Could you please repeat all of the entries exactly as written?

▸ SUPPLIED MATERIAL:
• • • • •

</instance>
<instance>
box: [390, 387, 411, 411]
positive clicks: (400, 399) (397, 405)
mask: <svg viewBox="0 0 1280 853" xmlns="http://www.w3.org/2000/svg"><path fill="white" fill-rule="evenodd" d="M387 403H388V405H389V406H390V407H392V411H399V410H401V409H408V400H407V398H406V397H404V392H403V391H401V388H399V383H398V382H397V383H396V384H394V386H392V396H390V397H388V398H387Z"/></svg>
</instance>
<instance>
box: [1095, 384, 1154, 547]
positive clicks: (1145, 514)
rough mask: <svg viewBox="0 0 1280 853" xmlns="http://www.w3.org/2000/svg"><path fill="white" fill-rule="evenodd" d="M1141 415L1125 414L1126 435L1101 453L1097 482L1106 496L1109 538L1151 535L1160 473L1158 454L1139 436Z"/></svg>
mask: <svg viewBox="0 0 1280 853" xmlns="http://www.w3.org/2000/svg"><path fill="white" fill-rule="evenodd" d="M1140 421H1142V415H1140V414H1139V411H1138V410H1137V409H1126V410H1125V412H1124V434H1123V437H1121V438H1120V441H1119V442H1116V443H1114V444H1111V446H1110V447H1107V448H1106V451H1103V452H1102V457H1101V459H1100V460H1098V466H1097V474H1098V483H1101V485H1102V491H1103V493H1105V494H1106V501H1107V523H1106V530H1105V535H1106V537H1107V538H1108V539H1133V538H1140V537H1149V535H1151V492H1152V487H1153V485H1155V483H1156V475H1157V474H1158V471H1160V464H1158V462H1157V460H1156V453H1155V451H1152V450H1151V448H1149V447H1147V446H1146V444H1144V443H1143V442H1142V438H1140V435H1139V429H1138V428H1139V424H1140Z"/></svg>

• • • • •

▸ RESPONSE AREA:
</instance>
<instance>
box: [390, 387, 411, 411]
positive clicks: (400, 399) (397, 405)
mask: <svg viewBox="0 0 1280 853" xmlns="http://www.w3.org/2000/svg"><path fill="white" fill-rule="evenodd" d="M387 403H388V405H389V406H390V407H392V411H399V410H401V409H408V400H407V398H406V397H404V392H403V391H401V388H399V383H398V382H397V383H396V384H394V386H392V396H390V397H388V398H387Z"/></svg>
</instance>
<instance>
box: [1095, 384, 1154, 547]
positive clicks: (1145, 514)
rough mask: <svg viewBox="0 0 1280 853" xmlns="http://www.w3.org/2000/svg"><path fill="white" fill-rule="evenodd" d="M1141 415L1125 414L1126 435L1101 453L1097 482L1106 496L1109 538L1151 535L1160 473L1158 454L1139 436Z"/></svg>
mask: <svg viewBox="0 0 1280 853" xmlns="http://www.w3.org/2000/svg"><path fill="white" fill-rule="evenodd" d="M1140 421H1142V415H1140V414H1139V411H1138V410H1137V409H1126V410H1125V412H1124V434H1123V437H1121V438H1120V441H1119V442H1116V443H1114V444H1111V446H1110V447H1107V448H1106V451H1103V452H1102V457H1101V459H1100V460H1098V466H1097V474H1098V483H1101V485H1102V491H1103V493H1105V494H1106V501H1107V523H1106V530H1105V535H1106V537H1107V538H1108V539H1133V538H1140V537H1149V535H1151V492H1152V487H1153V485H1155V483H1156V475H1157V474H1158V471H1160V464H1158V462H1157V460H1156V453H1155V451H1152V450H1151V448H1149V447H1147V446H1146V444H1144V443H1143V442H1142V438H1140V435H1139V429H1138V428H1139V424H1140Z"/></svg>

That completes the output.